- **Exercise goal**
In the material below, substitute "throw pillow" for "gray pillow" in the lines starting with the one that contains "Identify a point on every instance of the gray pillow" and going on through the one that contains "x=352 y=258". Write out only those lines, with nothing else changed.

Dataset rows

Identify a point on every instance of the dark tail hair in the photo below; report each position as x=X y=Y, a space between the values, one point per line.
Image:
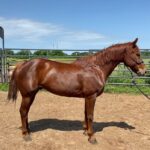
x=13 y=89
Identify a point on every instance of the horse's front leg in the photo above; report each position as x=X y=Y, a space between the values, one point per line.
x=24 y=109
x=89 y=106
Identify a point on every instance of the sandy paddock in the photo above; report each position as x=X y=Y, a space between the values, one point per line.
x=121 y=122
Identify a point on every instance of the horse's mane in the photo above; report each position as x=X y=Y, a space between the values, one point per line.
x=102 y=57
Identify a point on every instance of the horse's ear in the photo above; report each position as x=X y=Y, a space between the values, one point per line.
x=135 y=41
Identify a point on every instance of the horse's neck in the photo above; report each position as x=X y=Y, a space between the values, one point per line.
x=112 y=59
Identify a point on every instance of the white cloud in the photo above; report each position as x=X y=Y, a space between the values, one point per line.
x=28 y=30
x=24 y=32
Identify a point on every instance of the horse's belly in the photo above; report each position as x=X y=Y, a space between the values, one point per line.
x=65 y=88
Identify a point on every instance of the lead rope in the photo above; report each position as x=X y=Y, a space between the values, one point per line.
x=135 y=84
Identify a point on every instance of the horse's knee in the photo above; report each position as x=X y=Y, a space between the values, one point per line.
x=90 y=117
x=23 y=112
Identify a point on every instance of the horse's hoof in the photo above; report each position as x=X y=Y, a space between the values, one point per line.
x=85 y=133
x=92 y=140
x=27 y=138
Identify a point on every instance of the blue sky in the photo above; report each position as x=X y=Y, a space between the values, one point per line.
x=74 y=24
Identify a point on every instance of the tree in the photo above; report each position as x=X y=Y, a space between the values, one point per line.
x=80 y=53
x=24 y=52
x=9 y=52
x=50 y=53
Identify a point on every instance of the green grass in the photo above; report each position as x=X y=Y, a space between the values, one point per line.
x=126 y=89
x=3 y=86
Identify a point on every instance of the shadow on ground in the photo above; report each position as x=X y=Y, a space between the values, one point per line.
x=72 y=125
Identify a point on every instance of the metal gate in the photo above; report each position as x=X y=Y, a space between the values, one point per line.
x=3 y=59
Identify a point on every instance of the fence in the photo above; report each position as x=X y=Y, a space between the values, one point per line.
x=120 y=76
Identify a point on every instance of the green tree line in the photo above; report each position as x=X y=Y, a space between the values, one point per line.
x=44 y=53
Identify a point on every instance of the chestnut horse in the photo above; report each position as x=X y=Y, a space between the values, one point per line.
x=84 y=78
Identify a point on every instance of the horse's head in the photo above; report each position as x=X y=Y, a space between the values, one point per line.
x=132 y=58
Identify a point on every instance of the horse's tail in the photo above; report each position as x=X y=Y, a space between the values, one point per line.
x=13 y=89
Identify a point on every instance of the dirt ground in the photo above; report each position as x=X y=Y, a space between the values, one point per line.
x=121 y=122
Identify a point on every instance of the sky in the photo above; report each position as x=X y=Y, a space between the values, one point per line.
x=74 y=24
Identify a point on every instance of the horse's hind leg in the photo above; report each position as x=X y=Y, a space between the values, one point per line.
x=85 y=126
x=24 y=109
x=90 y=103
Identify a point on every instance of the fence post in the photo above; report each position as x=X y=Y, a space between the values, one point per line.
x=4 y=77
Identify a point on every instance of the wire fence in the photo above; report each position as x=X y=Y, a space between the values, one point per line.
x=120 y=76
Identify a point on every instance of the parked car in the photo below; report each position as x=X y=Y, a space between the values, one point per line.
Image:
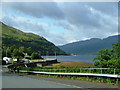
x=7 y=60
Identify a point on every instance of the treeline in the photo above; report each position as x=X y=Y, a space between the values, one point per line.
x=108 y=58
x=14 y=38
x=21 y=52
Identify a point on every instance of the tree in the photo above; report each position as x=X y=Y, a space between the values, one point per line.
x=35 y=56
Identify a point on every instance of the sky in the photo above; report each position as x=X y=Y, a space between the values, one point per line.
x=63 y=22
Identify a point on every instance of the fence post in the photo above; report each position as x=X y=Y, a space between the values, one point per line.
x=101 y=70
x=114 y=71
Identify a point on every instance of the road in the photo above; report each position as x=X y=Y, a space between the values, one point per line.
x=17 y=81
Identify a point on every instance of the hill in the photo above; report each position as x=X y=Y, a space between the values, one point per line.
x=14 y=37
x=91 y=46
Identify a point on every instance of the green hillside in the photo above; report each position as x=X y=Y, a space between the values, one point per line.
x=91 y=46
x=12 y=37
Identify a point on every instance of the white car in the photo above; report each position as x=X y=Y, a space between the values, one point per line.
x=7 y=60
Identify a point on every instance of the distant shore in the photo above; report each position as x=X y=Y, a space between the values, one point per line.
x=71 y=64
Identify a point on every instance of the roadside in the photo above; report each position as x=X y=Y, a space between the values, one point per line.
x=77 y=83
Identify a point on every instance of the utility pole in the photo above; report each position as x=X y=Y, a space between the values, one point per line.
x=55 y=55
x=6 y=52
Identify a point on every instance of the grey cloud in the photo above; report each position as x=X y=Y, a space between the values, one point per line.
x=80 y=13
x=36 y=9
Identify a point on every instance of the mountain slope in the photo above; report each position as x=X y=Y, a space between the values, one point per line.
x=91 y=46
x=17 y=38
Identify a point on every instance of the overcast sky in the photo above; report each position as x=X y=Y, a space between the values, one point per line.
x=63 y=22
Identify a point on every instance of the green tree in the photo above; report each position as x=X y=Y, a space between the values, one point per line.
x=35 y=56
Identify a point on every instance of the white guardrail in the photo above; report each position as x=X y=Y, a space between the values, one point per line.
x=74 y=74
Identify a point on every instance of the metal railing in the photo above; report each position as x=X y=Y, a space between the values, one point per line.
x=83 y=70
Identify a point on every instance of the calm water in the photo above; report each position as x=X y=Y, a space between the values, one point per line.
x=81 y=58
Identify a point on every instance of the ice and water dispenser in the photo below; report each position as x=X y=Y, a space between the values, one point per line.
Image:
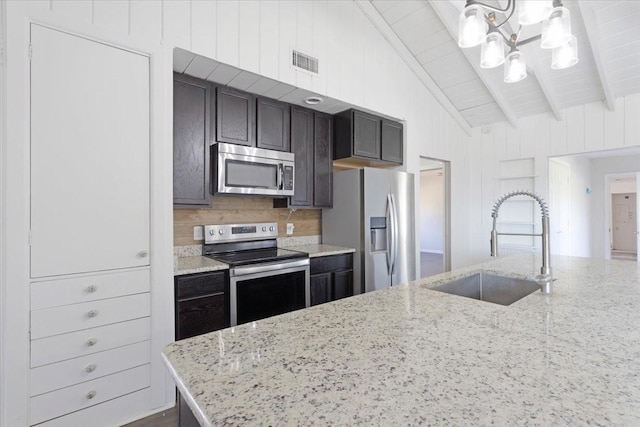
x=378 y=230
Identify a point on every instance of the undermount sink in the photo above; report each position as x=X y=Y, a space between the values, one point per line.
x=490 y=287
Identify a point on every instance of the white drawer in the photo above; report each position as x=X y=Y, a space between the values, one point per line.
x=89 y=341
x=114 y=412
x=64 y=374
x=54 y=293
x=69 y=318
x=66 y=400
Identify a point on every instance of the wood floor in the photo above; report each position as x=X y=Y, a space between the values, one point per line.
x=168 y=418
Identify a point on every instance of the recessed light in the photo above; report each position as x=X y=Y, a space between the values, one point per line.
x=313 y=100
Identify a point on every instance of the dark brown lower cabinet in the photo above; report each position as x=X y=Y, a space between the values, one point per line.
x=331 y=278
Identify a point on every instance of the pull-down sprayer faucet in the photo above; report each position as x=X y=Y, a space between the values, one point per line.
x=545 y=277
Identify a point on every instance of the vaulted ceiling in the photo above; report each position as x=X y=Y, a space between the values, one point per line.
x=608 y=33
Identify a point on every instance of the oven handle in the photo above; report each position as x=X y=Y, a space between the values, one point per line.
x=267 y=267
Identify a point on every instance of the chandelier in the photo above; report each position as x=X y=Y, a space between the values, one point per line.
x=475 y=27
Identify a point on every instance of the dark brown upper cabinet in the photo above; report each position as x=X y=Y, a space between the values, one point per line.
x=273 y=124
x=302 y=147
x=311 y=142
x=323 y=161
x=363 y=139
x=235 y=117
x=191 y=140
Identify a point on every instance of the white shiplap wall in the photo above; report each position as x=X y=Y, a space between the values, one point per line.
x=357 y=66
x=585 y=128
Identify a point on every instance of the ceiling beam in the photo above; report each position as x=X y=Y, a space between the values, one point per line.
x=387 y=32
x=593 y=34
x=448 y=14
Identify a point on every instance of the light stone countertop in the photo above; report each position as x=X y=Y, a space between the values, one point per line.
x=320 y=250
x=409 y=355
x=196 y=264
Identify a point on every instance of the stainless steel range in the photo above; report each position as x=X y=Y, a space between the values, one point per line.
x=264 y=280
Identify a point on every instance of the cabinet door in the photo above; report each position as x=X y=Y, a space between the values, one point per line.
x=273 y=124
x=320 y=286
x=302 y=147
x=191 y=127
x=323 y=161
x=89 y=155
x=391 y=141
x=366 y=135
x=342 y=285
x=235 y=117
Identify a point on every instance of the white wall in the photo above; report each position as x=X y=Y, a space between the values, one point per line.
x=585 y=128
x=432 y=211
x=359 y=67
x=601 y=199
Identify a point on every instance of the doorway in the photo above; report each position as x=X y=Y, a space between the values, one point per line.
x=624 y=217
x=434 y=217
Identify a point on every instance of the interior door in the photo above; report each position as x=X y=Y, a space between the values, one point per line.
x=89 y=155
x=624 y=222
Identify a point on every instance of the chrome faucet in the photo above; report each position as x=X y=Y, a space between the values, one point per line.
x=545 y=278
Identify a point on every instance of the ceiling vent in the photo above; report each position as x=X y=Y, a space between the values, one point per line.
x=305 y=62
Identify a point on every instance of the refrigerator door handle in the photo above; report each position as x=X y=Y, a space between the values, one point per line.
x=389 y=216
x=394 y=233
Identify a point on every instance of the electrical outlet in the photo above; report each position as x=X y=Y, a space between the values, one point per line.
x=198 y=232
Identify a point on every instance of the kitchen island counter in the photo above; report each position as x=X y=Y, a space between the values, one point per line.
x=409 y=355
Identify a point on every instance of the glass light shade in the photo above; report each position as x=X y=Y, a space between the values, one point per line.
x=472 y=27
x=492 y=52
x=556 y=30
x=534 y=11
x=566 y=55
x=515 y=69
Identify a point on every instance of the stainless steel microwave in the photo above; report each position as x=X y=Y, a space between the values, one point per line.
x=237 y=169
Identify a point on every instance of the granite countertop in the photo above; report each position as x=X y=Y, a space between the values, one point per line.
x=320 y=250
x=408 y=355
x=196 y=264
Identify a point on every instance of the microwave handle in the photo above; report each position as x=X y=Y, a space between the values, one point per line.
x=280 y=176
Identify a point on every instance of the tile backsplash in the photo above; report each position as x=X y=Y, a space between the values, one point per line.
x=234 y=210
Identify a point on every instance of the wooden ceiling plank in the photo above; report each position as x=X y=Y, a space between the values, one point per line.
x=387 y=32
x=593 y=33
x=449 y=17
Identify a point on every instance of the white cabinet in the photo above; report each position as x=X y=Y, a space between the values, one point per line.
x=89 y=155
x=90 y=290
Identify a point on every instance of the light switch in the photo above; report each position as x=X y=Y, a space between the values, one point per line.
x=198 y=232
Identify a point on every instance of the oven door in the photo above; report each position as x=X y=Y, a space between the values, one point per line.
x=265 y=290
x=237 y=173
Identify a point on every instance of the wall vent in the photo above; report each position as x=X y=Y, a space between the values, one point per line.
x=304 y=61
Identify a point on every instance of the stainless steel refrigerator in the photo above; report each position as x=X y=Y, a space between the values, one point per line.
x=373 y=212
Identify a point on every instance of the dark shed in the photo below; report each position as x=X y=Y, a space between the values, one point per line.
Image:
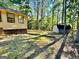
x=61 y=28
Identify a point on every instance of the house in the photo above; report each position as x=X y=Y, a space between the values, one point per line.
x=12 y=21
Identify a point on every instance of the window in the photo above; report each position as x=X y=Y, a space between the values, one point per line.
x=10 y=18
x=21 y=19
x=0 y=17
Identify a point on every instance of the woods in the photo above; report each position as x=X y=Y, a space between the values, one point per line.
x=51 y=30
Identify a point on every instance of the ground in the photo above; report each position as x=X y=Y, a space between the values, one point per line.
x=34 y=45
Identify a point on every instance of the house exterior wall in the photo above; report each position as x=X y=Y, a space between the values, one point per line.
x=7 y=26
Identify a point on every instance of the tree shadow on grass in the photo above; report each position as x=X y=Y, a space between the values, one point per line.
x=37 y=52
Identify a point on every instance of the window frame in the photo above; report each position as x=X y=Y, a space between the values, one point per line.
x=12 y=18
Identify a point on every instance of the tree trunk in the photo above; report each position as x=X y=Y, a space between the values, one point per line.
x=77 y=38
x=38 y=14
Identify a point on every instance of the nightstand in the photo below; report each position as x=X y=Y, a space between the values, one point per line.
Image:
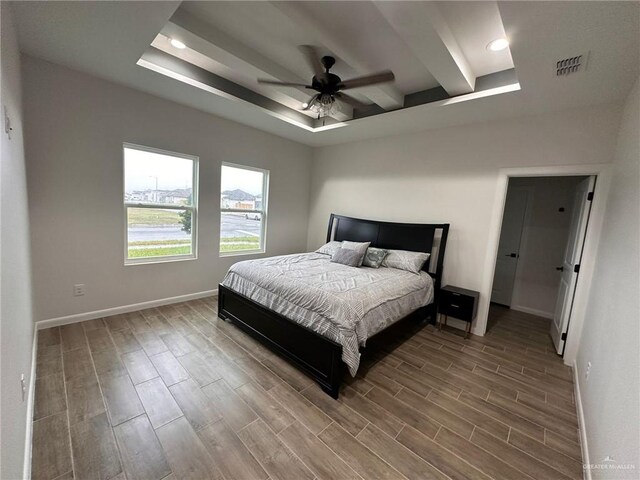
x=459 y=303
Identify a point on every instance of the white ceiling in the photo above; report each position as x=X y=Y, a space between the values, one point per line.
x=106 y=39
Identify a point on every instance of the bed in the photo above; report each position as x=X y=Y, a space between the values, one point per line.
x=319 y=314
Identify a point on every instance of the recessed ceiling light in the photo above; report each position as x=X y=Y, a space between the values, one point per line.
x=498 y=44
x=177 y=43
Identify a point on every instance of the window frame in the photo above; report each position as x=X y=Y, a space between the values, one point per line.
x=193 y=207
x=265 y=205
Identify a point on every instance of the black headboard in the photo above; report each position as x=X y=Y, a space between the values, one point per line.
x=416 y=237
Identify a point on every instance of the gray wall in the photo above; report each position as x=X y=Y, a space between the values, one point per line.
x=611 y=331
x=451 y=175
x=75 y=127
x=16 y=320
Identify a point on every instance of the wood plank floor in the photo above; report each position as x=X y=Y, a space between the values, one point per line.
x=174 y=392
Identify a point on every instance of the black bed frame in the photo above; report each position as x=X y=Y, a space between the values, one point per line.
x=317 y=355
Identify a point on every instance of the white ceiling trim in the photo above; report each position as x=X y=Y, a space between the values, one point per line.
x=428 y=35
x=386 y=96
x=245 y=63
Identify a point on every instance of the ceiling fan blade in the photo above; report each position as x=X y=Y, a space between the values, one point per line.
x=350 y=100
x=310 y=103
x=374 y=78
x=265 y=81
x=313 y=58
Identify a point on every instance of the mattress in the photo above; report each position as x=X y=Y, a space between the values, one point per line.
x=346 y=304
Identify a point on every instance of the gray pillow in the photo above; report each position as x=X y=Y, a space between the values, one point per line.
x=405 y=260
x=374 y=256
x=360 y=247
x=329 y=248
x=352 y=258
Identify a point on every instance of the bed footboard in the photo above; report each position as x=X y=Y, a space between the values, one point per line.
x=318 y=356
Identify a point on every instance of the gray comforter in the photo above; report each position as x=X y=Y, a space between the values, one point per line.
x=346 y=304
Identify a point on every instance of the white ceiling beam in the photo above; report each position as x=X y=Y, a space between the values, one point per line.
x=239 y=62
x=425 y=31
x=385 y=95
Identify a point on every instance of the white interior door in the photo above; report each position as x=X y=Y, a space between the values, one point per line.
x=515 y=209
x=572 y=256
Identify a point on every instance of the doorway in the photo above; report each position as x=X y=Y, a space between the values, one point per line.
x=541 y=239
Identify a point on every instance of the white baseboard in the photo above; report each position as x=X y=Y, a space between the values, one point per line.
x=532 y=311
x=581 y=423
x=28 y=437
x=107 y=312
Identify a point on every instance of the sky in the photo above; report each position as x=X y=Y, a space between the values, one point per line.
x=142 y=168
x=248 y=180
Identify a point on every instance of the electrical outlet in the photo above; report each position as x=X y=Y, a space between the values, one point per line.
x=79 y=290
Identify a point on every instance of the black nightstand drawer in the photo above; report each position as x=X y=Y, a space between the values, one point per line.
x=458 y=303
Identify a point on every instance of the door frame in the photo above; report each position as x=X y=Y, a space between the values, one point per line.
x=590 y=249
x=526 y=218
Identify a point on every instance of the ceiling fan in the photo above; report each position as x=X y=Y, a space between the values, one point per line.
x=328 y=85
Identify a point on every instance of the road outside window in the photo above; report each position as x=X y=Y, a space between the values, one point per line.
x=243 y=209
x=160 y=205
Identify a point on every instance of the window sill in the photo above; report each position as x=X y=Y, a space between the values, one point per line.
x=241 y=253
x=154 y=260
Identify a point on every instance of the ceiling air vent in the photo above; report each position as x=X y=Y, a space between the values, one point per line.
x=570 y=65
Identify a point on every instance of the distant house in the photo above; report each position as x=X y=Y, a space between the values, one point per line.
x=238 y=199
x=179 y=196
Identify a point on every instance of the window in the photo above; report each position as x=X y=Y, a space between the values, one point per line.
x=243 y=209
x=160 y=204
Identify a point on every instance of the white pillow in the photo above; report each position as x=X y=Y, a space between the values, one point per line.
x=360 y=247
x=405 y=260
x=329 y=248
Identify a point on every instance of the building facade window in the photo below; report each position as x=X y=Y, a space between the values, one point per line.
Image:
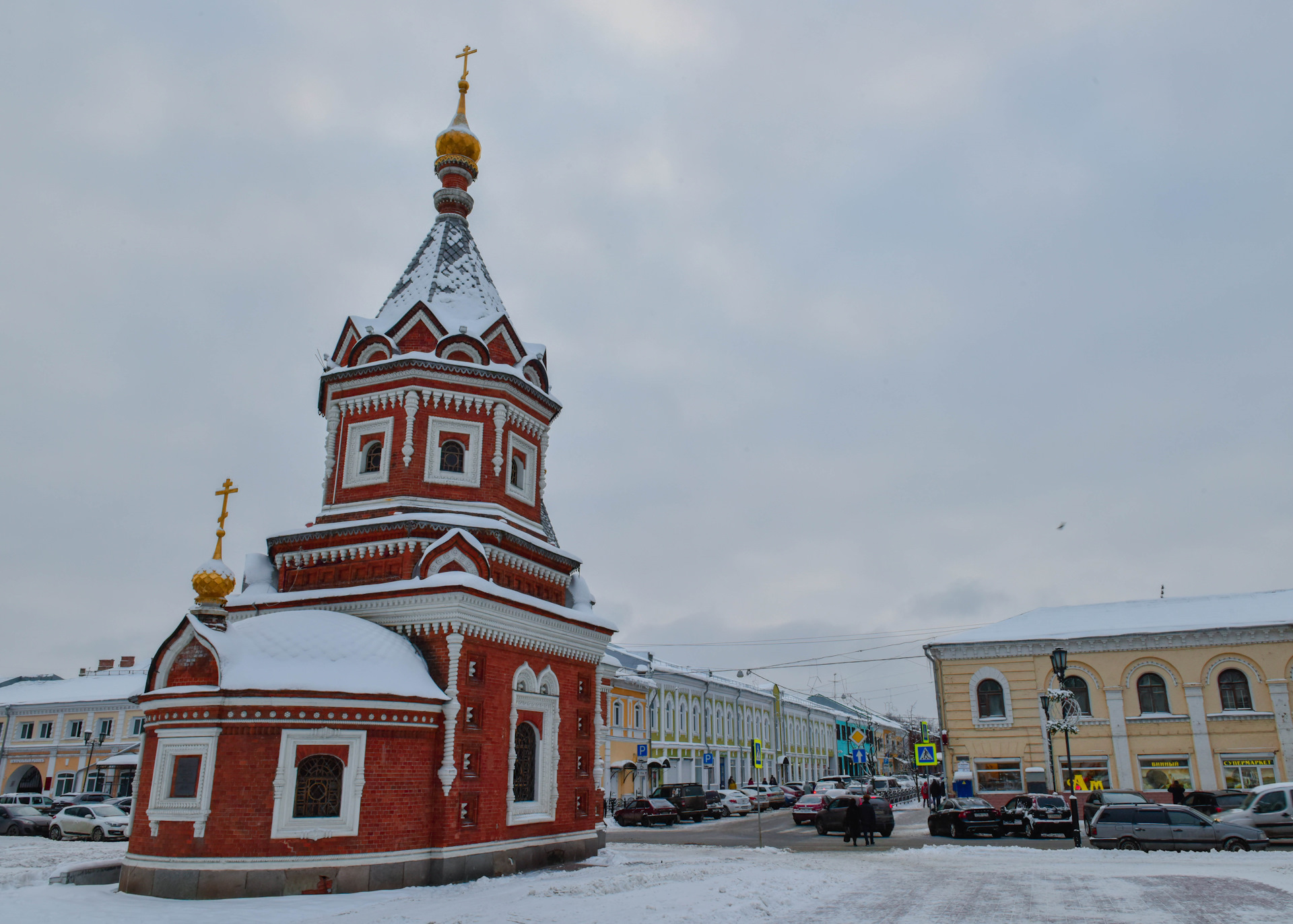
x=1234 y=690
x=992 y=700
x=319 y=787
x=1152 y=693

- **Answer to the exercise**
Identify a point on every instance of the throw pillow in the photo above; report each position as x=X y=Y, a space between the values, one point per line.
x=405 y=260
x=374 y=256
x=360 y=247
x=329 y=248
x=352 y=258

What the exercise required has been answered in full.